• [YOUR GOAL]: Please start at the first line of the records beneath and quote each line exactly, ending with the line containing "target | man's knee".

[DATA SUPPLIED Boundary: Start]

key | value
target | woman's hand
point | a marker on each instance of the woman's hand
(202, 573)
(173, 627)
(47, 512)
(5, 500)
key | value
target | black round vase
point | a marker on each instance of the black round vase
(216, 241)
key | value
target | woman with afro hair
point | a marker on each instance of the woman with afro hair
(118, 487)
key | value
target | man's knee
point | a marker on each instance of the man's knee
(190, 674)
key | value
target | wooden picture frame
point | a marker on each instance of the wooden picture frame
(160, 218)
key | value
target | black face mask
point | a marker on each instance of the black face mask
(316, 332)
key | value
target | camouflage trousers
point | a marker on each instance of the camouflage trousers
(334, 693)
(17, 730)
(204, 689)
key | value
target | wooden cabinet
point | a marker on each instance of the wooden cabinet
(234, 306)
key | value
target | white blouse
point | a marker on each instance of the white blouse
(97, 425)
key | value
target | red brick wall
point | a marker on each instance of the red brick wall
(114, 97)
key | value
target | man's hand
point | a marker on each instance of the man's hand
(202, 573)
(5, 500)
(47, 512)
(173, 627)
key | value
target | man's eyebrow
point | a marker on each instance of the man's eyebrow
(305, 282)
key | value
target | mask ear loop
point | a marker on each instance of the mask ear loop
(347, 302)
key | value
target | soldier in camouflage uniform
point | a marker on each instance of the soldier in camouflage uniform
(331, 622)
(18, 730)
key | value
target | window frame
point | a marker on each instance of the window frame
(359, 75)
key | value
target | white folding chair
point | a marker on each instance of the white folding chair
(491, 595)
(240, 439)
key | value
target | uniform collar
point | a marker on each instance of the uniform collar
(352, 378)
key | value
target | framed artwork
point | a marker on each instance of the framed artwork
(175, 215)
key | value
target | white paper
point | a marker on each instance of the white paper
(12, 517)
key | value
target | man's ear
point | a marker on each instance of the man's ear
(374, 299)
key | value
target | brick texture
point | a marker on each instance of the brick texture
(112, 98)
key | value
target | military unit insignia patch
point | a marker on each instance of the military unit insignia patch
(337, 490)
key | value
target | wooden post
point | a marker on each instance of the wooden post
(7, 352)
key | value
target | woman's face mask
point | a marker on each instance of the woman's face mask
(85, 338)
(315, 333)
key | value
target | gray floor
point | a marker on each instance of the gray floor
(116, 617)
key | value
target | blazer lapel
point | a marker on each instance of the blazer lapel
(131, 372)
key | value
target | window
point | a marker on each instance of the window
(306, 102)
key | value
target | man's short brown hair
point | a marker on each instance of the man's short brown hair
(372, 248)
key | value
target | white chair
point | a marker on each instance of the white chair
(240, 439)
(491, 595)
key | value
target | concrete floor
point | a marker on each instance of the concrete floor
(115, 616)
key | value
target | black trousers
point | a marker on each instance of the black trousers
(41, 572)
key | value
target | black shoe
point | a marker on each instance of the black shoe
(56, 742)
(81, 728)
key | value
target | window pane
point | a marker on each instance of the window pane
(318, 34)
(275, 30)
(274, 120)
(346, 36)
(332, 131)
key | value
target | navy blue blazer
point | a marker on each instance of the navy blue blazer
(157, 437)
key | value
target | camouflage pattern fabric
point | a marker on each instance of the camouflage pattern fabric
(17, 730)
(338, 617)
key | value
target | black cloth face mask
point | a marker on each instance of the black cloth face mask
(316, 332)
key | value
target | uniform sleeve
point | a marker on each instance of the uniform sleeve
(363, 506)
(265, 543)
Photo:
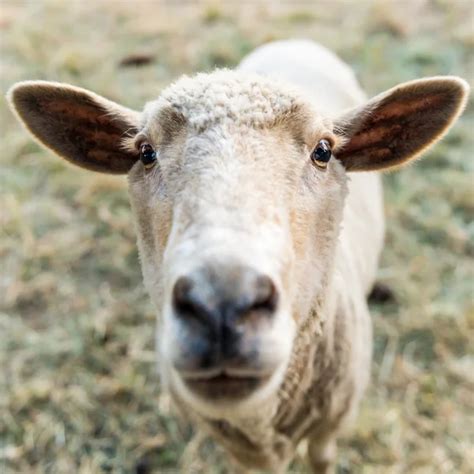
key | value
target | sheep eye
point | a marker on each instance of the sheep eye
(147, 155)
(321, 154)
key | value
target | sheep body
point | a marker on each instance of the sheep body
(238, 189)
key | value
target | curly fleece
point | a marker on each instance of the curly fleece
(229, 96)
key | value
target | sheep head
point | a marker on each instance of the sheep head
(237, 204)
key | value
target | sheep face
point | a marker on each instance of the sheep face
(236, 228)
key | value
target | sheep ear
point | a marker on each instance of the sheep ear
(80, 126)
(398, 125)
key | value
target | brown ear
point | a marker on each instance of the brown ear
(82, 127)
(398, 125)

[DATA SUPPLIED Boundary: End]

• [RESULT OF THE TASK]:
key | value
target | woman's hand
point | a marker on each instance of the woman's hand
(202, 573)
(173, 627)
(47, 512)
(5, 500)
key | value
target | black round vase
point | a marker on each instance of the black round vase
(216, 241)
key | value
target | woman with afro hair
point | a marker on each instance of the woman with afro hair
(118, 487)
key | value
target | man's knee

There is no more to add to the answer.